**Exercise:** Write out nothing except the lines running from the one containing "Target: red plastic bowl" to the last line of the data, exactly as they stand.

Supplied data Block Start

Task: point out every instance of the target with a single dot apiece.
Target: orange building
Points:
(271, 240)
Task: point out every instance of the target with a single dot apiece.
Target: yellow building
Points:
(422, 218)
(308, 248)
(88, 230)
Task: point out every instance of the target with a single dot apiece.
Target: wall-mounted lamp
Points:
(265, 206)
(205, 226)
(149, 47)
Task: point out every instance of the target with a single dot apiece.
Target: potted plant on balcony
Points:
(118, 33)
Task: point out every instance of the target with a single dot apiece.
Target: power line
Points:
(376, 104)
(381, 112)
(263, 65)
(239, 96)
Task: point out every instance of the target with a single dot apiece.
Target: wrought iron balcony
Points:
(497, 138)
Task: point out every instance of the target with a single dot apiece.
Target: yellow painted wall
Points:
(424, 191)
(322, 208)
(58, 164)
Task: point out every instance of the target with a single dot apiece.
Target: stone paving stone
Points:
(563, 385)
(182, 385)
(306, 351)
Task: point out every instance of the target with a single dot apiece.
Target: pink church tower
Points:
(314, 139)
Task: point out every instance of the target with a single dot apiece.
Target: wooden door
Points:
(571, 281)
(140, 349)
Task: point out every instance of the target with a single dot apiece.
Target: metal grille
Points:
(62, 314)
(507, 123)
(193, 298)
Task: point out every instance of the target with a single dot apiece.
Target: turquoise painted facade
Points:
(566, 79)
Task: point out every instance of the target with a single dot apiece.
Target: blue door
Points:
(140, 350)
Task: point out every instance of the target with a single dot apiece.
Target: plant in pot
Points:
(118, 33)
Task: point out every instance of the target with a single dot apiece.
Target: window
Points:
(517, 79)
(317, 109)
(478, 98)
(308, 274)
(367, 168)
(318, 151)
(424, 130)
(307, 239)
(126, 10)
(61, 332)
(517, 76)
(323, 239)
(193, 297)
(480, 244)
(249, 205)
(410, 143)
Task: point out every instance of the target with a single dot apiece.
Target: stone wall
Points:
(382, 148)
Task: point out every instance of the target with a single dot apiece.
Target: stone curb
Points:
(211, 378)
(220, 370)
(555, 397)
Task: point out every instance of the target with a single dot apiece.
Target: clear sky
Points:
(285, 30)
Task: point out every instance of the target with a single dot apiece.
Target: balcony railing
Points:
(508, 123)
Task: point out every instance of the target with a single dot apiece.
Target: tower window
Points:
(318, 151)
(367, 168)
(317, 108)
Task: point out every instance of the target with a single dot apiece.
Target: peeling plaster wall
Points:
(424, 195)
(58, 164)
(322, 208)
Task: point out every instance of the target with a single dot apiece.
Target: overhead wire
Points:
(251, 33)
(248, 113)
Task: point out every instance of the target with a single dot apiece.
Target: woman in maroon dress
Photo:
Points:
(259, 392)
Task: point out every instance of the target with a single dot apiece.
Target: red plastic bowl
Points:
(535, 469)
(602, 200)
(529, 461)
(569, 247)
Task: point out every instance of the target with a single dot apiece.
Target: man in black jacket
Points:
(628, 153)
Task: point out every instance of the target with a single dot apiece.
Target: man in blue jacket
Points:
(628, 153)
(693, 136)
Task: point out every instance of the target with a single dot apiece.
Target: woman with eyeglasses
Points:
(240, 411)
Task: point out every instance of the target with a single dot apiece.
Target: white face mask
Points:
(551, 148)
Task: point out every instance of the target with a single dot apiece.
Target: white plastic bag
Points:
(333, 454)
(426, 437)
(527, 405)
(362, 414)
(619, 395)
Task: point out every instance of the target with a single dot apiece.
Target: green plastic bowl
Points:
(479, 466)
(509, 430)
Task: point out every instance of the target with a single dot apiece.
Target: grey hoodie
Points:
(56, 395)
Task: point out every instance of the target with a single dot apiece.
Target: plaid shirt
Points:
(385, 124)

Supplied data Block End

**Exercise solution:**
Target: red plastic bowl
Points:
(535, 469)
(602, 200)
(529, 461)
(569, 247)
Task: point out every instance of the target with a single dot apiece.
Target: man in black jacket
Points:
(628, 153)
Task: point out every instance of the target with a single dot apiece.
Target: man in blue jacket
Points:
(628, 153)
(693, 136)
Task: point out every instance of the target with a single dot apiece.
Target: woman with eyeglasses
Points:
(240, 411)
Task: point out every instance of the target with a single dot apiece.
Target: white face mask
Points:
(551, 148)
Task: point out every instance of the target with a single dot apiece.
Target: white plastic bag
Points:
(333, 454)
(426, 437)
(527, 405)
(362, 414)
(619, 395)
Task: point out every instance of the target with a single dot apiece.
Target: green plastic bowl
Points:
(479, 466)
(509, 430)
Task: point out every instance of the target with a single dot apiece.
Target: grey hoodie
Points:
(56, 395)
Task: point out every instance of the target with a single dot apiece.
Target: plaid shirt
Points:
(385, 124)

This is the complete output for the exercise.